— EXERCISE —
Copy exactly the lines from the "Warehouse pick-planner input: mark the tree in" line to the end, both included, and nothing else.

— THE DATA —
--------

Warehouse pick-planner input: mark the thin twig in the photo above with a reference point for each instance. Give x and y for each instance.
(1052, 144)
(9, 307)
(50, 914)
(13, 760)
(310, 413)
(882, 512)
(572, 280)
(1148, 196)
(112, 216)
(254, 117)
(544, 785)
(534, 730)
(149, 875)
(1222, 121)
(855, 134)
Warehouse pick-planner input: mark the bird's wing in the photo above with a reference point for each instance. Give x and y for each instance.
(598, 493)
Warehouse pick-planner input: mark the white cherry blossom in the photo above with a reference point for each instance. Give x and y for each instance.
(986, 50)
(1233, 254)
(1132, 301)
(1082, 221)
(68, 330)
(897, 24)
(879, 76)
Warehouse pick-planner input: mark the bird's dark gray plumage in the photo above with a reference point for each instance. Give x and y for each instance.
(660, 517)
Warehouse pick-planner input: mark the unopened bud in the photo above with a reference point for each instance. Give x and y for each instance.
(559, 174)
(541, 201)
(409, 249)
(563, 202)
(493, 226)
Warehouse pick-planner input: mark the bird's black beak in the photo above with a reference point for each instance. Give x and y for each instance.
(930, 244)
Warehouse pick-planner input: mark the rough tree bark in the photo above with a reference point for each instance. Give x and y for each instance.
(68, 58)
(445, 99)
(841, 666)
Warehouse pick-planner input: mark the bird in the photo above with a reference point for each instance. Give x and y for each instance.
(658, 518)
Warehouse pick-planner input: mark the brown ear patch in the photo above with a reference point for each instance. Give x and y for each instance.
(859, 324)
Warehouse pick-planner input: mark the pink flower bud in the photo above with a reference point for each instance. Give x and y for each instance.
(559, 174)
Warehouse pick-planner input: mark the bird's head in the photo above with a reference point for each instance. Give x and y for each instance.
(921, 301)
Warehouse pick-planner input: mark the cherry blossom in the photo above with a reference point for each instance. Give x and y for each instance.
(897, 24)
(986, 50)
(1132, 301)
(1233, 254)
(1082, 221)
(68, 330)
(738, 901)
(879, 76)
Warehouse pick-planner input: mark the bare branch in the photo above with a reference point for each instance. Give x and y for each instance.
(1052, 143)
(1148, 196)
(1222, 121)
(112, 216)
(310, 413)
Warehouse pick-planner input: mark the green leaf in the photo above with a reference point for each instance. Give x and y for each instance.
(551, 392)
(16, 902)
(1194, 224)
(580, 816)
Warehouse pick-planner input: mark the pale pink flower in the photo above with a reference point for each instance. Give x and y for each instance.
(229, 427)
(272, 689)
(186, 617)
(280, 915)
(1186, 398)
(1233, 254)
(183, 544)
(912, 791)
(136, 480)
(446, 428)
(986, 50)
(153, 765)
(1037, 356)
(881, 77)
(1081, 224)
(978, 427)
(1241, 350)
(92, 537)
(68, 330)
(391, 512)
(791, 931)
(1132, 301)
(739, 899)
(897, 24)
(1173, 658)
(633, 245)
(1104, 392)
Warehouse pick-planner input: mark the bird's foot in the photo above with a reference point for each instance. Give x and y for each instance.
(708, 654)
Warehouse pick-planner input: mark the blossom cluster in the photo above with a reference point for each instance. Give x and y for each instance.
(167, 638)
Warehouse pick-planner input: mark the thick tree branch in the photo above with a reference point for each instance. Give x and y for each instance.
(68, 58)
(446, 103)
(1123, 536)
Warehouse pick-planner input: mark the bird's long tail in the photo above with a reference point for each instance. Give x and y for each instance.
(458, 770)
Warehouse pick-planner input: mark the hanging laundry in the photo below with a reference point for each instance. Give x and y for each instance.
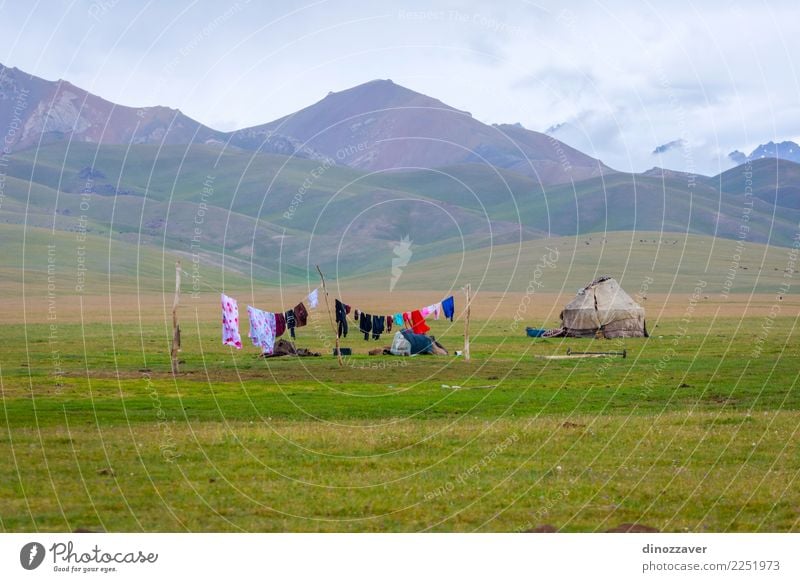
(230, 323)
(378, 324)
(418, 324)
(290, 322)
(280, 324)
(365, 324)
(449, 308)
(341, 319)
(300, 315)
(313, 299)
(262, 329)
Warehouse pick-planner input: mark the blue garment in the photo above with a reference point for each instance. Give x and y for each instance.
(449, 308)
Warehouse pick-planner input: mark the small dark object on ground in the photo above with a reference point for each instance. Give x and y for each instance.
(546, 528)
(633, 528)
(285, 348)
(623, 353)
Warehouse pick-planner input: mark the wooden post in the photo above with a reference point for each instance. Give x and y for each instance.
(176, 329)
(333, 325)
(467, 290)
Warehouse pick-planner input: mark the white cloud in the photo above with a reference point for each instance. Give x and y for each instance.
(720, 75)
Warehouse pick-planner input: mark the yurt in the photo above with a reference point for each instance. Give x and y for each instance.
(603, 309)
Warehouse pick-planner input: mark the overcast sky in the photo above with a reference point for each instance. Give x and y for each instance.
(697, 78)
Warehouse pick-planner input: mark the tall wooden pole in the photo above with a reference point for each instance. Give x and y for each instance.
(176, 329)
(467, 290)
(333, 325)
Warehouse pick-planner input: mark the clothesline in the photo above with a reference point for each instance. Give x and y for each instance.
(378, 324)
(215, 290)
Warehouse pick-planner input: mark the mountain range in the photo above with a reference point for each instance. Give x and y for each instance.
(785, 150)
(341, 182)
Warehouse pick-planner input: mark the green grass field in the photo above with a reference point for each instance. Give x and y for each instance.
(696, 430)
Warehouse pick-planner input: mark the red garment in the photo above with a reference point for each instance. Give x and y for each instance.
(418, 324)
(280, 324)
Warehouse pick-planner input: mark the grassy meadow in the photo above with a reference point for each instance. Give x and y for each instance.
(696, 430)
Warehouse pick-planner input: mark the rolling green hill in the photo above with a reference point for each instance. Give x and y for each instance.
(274, 217)
(642, 262)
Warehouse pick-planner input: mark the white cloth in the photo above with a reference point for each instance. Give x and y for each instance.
(262, 329)
(230, 322)
(313, 299)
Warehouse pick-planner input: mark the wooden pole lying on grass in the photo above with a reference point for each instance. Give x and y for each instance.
(176, 329)
(467, 290)
(333, 325)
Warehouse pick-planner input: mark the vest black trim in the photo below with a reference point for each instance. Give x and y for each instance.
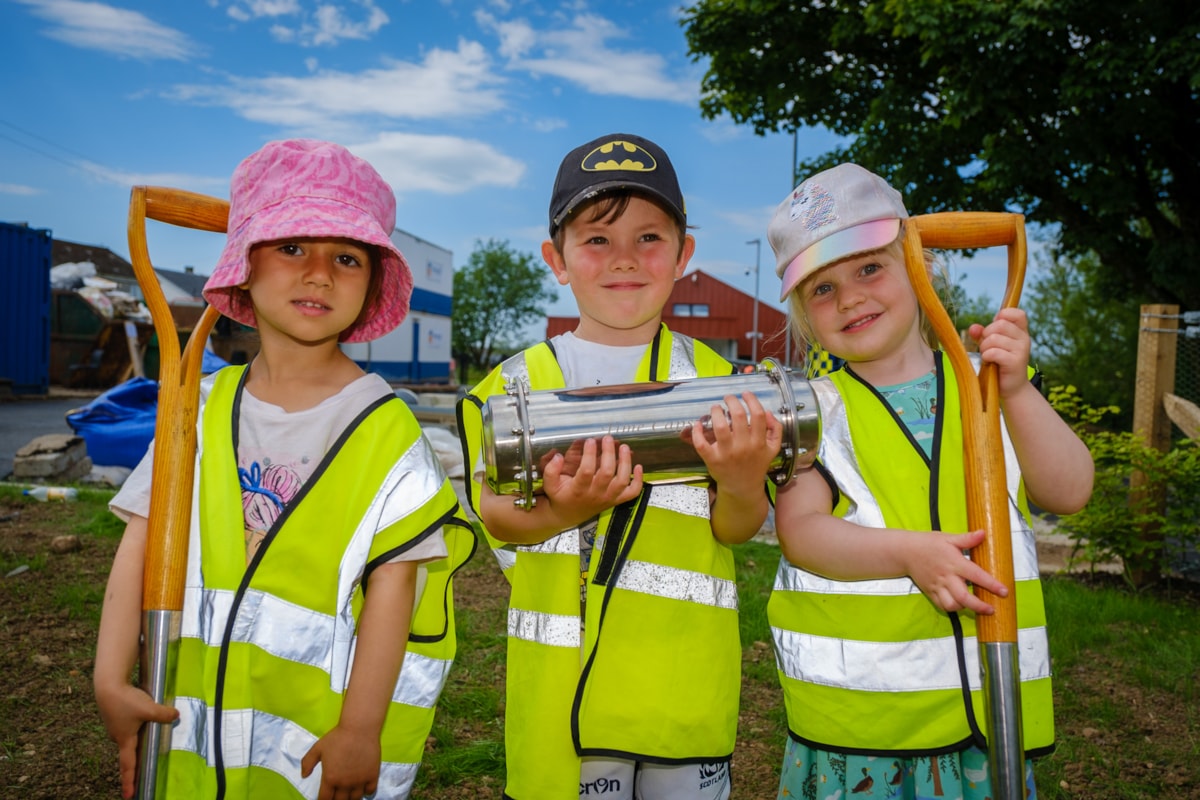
(425, 638)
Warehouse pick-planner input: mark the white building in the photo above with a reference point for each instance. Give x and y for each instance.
(418, 350)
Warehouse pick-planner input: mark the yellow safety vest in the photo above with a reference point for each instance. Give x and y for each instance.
(267, 647)
(655, 572)
(873, 666)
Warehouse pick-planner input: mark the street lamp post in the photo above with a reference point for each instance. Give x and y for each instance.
(754, 334)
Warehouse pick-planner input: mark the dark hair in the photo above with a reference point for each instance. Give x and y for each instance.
(609, 208)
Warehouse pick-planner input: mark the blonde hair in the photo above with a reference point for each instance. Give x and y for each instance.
(802, 329)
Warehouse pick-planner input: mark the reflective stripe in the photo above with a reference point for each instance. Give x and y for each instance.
(421, 680)
(690, 500)
(303, 636)
(505, 557)
(514, 370)
(552, 630)
(678, 584)
(683, 364)
(792, 578)
(898, 666)
(281, 745)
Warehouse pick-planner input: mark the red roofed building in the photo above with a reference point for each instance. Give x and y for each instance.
(718, 314)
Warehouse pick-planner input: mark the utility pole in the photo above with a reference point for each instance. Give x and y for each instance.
(754, 334)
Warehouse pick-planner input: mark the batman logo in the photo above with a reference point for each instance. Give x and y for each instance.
(619, 155)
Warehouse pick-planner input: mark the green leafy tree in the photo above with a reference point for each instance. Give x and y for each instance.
(498, 292)
(1085, 114)
(1150, 529)
(1081, 336)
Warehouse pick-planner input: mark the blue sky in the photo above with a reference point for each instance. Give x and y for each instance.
(465, 107)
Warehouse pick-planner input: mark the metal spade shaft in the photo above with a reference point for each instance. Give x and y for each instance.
(985, 481)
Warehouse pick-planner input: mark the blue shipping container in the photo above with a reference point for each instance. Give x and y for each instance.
(25, 308)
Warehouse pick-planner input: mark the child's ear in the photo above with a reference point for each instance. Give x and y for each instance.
(685, 253)
(555, 260)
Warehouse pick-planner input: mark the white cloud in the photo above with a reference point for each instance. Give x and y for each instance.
(126, 179)
(445, 84)
(444, 164)
(118, 31)
(516, 37)
(256, 8)
(753, 221)
(547, 125)
(327, 25)
(723, 130)
(581, 53)
(19, 190)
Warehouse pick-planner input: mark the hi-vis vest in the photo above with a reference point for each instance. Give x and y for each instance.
(873, 666)
(657, 575)
(267, 647)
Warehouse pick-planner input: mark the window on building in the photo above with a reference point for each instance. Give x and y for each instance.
(690, 310)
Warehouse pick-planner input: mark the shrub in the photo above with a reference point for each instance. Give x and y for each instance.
(1145, 506)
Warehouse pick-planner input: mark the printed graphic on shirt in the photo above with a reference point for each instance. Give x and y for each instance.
(265, 493)
(916, 404)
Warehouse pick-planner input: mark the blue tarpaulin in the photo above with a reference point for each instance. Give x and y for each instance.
(118, 426)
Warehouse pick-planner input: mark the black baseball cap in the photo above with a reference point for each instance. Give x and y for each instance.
(611, 163)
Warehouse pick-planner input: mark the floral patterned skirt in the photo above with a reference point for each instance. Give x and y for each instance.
(821, 775)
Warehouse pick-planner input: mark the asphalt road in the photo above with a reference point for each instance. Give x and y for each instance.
(24, 420)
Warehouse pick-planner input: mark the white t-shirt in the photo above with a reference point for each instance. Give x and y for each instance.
(277, 452)
(589, 364)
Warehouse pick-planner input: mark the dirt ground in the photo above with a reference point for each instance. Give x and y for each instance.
(52, 744)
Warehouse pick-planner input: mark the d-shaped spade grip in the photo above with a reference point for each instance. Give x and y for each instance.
(523, 429)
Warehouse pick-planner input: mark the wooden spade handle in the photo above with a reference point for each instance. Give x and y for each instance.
(987, 488)
(179, 386)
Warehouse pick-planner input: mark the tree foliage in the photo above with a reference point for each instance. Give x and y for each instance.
(1081, 337)
(1152, 529)
(498, 292)
(1079, 113)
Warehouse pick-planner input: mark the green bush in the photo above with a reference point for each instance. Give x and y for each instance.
(1150, 528)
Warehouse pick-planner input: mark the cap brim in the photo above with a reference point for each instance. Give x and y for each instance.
(597, 190)
(834, 247)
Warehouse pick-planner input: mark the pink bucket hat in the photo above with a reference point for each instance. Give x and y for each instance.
(300, 188)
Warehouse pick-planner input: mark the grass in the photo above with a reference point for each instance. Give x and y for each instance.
(1117, 657)
(1127, 705)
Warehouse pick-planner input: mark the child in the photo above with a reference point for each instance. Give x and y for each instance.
(647, 695)
(313, 480)
(873, 611)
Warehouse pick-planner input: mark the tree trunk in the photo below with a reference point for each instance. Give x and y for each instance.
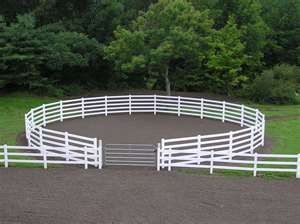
(167, 81)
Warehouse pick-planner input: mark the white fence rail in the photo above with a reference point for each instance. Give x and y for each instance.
(45, 155)
(246, 140)
(170, 158)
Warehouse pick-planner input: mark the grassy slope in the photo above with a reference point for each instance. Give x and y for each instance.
(12, 110)
(283, 124)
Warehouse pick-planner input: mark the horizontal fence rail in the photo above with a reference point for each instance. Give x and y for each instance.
(46, 155)
(234, 150)
(130, 154)
(240, 161)
(245, 140)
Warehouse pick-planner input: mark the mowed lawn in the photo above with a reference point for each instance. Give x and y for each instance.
(12, 110)
(283, 121)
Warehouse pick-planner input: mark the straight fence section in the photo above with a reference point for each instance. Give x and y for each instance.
(130, 154)
(189, 157)
(38, 118)
(46, 155)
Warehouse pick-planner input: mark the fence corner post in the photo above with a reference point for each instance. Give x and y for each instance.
(162, 149)
(230, 144)
(44, 115)
(199, 148)
(44, 151)
(85, 158)
(154, 102)
(298, 166)
(82, 107)
(242, 115)
(5, 156)
(61, 116)
(255, 165)
(201, 108)
(211, 170)
(252, 141)
(158, 157)
(100, 161)
(129, 99)
(178, 106)
(223, 111)
(263, 131)
(105, 104)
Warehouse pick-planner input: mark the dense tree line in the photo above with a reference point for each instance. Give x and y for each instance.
(223, 46)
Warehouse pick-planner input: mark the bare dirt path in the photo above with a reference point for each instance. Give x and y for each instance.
(144, 128)
(129, 196)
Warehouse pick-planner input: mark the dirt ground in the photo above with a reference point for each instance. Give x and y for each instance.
(141, 128)
(131, 196)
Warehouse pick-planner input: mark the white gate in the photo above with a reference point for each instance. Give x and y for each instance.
(130, 154)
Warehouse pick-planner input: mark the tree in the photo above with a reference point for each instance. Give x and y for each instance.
(34, 57)
(283, 18)
(226, 59)
(247, 15)
(170, 31)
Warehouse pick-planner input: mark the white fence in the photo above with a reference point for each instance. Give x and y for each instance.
(233, 150)
(212, 160)
(246, 140)
(45, 155)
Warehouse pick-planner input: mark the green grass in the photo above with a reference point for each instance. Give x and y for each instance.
(12, 110)
(284, 130)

--------

— WRITTEN SOLUTION —
Warehouse pick-planner input: mark the tree in the photo above with a reference point for each instance. Give x and y for each instance.
(34, 57)
(283, 18)
(226, 59)
(247, 15)
(170, 31)
Warehouse pick-planner input: mark the white fence in the photo above with a reference point for each instance. Give x and y for each instance.
(233, 150)
(212, 160)
(246, 140)
(45, 155)
Warehouse pick-planner input: mark the green grass in the photo above with a reference point for each instance. Give x and y for each instance.
(12, 110)
(284, 130)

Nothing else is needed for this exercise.